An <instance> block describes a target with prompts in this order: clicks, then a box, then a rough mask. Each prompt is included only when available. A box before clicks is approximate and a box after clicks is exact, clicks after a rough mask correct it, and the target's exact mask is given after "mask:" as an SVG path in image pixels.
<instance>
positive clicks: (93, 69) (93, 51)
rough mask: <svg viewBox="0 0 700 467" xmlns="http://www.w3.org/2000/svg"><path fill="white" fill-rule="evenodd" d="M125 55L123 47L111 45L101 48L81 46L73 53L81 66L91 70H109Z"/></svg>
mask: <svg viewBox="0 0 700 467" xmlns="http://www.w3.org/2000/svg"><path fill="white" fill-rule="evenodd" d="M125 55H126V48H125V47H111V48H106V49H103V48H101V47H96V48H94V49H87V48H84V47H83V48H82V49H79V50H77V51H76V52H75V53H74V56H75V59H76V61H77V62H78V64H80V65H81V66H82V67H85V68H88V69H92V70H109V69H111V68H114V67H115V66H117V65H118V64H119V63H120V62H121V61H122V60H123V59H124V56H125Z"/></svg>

---

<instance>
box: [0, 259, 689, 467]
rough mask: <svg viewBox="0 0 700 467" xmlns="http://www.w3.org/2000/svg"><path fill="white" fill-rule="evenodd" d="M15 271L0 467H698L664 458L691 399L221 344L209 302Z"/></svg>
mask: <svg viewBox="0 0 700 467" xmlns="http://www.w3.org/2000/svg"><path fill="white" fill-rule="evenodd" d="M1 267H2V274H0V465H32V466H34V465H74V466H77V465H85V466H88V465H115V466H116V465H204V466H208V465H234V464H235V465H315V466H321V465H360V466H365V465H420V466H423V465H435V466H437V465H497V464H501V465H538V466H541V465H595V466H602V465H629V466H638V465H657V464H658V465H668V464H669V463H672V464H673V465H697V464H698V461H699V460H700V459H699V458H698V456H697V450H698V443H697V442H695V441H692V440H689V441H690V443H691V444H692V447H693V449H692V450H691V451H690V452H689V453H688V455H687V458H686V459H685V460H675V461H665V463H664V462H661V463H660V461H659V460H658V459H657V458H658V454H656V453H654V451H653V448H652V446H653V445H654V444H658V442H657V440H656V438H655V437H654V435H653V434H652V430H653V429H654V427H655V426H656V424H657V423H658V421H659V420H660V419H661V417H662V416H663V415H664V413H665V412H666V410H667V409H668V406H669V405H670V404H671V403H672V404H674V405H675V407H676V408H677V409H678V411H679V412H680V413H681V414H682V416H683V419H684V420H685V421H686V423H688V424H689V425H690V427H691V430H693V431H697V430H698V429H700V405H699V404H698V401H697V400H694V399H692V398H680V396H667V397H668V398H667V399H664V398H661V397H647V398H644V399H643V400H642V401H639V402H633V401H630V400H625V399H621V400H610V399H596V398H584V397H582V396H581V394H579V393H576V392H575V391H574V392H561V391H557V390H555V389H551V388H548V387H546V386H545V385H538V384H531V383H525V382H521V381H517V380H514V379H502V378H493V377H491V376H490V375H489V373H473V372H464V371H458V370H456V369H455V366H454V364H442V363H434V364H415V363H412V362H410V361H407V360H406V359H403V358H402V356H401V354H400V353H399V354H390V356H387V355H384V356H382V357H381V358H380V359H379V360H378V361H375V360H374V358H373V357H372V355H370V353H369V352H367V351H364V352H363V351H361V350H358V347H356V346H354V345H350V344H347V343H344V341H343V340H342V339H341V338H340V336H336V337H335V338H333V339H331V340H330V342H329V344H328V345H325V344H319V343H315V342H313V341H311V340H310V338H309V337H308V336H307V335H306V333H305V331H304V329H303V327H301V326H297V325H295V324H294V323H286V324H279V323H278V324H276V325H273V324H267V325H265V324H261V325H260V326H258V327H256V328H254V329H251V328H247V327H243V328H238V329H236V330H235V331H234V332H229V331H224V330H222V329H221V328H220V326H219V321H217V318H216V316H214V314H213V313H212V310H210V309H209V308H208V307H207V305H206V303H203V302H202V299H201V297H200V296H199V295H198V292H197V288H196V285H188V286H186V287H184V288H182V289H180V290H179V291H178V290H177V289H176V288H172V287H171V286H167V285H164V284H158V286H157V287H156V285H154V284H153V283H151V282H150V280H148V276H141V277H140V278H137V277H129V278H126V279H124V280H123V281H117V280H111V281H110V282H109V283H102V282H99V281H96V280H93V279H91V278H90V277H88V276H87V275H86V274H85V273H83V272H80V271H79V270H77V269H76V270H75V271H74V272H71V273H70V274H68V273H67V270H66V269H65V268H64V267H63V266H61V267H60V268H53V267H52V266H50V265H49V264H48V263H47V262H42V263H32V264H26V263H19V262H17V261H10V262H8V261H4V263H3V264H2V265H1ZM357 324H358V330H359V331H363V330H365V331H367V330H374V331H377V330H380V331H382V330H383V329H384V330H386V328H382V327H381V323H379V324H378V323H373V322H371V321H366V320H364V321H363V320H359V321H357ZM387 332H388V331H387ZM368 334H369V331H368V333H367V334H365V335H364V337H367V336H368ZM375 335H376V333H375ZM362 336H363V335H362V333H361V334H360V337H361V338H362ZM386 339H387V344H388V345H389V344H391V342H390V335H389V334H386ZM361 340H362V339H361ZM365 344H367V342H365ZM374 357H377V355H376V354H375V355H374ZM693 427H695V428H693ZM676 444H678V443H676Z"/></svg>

### O que fazer
Liste todas as linhas da listagem que contêm a palavra "clicks", diferenciando maiúsculas de minúsculas.

### Solução abaixo
An <instance> block describes a target with prompts in this order: clicks, then a box, then a rough mask. Each prompt is included only when available. A box before clicks is approximate and a box after clicks is exact, clicks after a rough mask correct it, and the target's exact mask is given after "mask:" as an SVG path in image pixels.
positive clicks: (93, 69) (93, 51)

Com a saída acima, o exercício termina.